Beginning with the first line, return the material verbatim and without pictures.

• • • •

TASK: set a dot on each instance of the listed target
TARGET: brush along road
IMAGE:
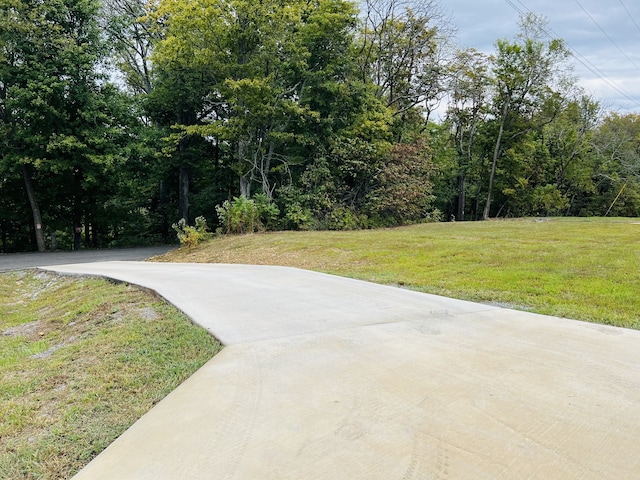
(327, 377)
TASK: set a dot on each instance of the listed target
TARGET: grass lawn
(80, 361)
(587, 269)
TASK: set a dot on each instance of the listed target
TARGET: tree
(469, 86)
(262, 60)
(530, 77)
(57, 113)
(402, 51)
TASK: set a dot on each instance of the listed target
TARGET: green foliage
(402, 191)
(244, 215)
(191, 236)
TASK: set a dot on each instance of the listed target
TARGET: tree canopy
(121, 117)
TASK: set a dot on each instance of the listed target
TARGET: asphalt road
(23, 261)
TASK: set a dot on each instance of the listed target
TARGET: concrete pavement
(21, 261)
(326, 377)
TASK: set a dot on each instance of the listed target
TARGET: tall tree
(55, 118)
(468, 95)
(529, 73)
(401, 50)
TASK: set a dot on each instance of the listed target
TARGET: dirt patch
(31, 329)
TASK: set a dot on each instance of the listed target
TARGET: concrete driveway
(330, 378)
(22, 261)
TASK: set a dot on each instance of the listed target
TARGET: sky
(604, 36)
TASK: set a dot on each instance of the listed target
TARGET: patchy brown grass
(80, 361)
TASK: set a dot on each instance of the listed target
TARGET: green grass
(80, 361)
(587, 269)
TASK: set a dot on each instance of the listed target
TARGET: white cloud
(610, 50)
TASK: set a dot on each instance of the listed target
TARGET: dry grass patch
(80, 361)
(575, 268)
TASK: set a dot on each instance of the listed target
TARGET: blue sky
(605, 35)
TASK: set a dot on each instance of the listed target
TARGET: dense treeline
(118, 118)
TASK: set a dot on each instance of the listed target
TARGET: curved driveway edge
(327, 377)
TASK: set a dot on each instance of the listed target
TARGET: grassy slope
(583, 269)
(80, 361)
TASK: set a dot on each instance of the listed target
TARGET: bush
(190, 236)
(243, 215)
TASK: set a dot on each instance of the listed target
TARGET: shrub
(190, 236)
(243, 215)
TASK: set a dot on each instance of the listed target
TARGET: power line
(629, 15)
(607, 35)
(579, 57)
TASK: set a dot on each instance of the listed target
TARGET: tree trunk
(35, 208)
(496, 154)
(164, 210)
(462, 191)
(183, 193)
(245, 187)
(77, 210)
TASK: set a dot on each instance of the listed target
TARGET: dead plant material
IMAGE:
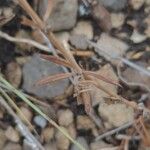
(142, 131)
(78, 73)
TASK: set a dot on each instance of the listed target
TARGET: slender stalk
(35, 108)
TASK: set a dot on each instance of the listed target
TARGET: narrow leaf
(56, 60)
(53, 78)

• • • •

§ **ANSWER TO THIS EXERCISE**:
TASK: set a dot on each instance of the listed target
TARGET: brush along road
IMAGE:
(327, 377)
TASK: set a dot on each instance of the listed target
TARGET: grass lawn
(80, 361)
(587, 269)
TASK: set a dot on each instance of the listed target
TARGET: tree
(469, 86)
(262, 60)
(530, 77)
(57, 113)
(402, 51)
TASK: set a dot on each instance of the listed target
TARGET: green foliage
(402, 191)
(244, 215)
(191, 236)
TASK: set a dot on each instance of the listed target
TARGET: tree canopy
(121, 117)
TASK: set a dot on each instance of the listed target
TARGET: asphalt road
(23, 261)
TASK: set a dot on each instance of the listed target
TARGET: concrete pavement
(21, 261)
(326, 377)
TASK: set a dot on each instance of the listed target
TARGET: tall tree
(55, 118)
(468, 95)
(529, 73)
(401, 50)
TASK: set a dot on each instance of the listed target
TARGET: dirt patch
(31, 329)
TASK: set a dot on each instance of the listed target
TARGET: concrete driveway
(330, 378)
(22, 261)
TASK: set a dot on each instance of the listed target
TARGET: sky
(604, 36)
TASK: set a dot on each instance of the listed target
TARGET: patchy brown grass
(80, 361)
TASK: set a dot on each instance of the listed target
TARGET: green grass
(80, 361)
(587, 269)
TASK: set a dot on each instance of the listed target
TARGET: white cloud
(610, 50)
TASK: set a dot on each instance of the listed target
TARGET: dry grass patch
(80, 361)
(575, 268)
TASK: set a dot on each instance of the listed target
TARGET: blue sky
(605, 35)
TASK: set a dot on each instance of the listed target
TARGET: dense treeline
(118, 118)
TASK: set a dot on each instance of the listed target
TARGET: curved driveway edge
(327, 377)
TASK: set a dot on each instance of the listed target
TARGET: grassy slope
(583, 269)
(80, 361)
TASK: set a dot on each instance of the listed target
TARGET: bush
(190, 236)
(243, 215)
TASK: set a dot on each instance of the listed target
TARGET: shrub
(190, 236)
(243, 215)
TASK: set a dot on each instance of the listed target
TARGET: power line
(629, 15)
(607, 35)
(579, 57)
TASK: set a dot on each instance of the listed target
TARGET: tree trunk
(35, 208)
(496, 154)
(164, 210)
(462, 191)
(183, 193)
(245, 187)
(77, 210)
TASK: set a dot on each instance of the listed target
TARGET: dead plant material
IMAGE:
(142, 131)
(78, 73)
TASK: set a dot on each instance of the listed target
TARGET: slender stalk
(35, 108)
TASK: set a dot on each instance of the listed target
TARGET: narrow leaf
(56, 60)
(53, 78)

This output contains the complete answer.